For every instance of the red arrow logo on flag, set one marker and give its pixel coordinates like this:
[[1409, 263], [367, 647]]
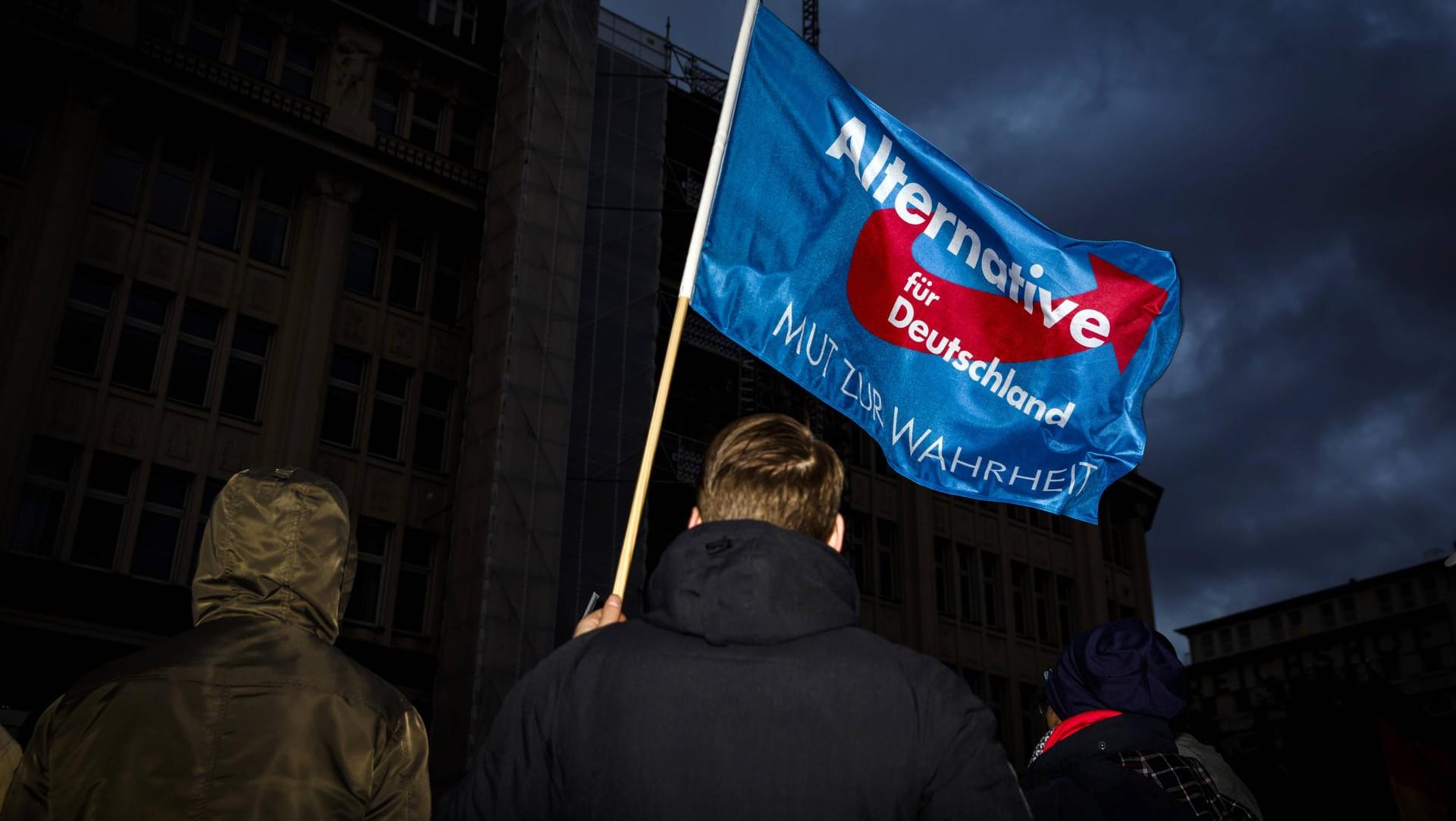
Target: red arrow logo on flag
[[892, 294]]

-=-=-=-=-

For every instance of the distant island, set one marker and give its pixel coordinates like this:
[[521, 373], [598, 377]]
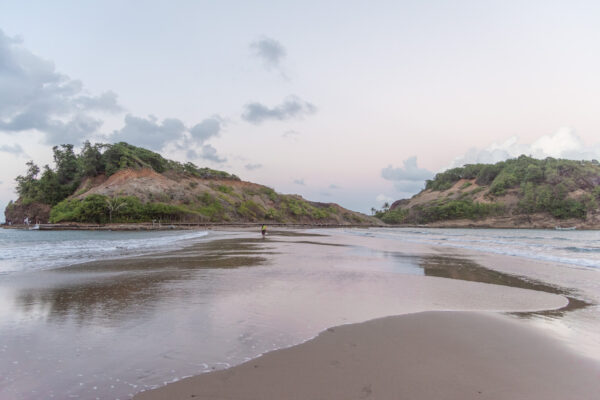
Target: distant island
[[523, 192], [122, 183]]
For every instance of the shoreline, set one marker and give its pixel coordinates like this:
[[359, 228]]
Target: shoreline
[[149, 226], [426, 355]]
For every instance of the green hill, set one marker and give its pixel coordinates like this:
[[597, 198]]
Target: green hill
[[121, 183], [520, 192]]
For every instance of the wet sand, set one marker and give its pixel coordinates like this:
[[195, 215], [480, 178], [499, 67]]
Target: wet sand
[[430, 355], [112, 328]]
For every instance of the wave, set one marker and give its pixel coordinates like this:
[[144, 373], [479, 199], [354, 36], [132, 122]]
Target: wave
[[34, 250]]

-=-=-=-=-

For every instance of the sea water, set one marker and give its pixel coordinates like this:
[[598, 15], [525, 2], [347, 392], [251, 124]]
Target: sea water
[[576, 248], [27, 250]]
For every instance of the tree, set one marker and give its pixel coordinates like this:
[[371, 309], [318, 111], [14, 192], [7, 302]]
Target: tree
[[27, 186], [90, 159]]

-=-=-=-=-

### Goal:
Swap "wet sand" for "damp sand" in the records, starting at the line that contains "For every instance of the green" and ending at the line that contains "[[34, 250]]". Give back only those lines, with everything else left as it is.

### Output for this exercise:
For every instance of the green hill, set one marker and give its pixel coordinates like this:
[[597, 198]]
Target: green hill
[[121, 183], [520, 192]]
For every instance of the damp sand, set one marker and give its pixel coordinates like this:
[[195, 215], [480, 178], [499, 67]]
Target: damp sand
[[430, 355], [112, 328]]
For every instance of the wave, set one marker and give its pixel coordinates like this:
[[144, 373], [479, 199], [354, 36], [132, 122]]
Target: wave
[[34, 250]]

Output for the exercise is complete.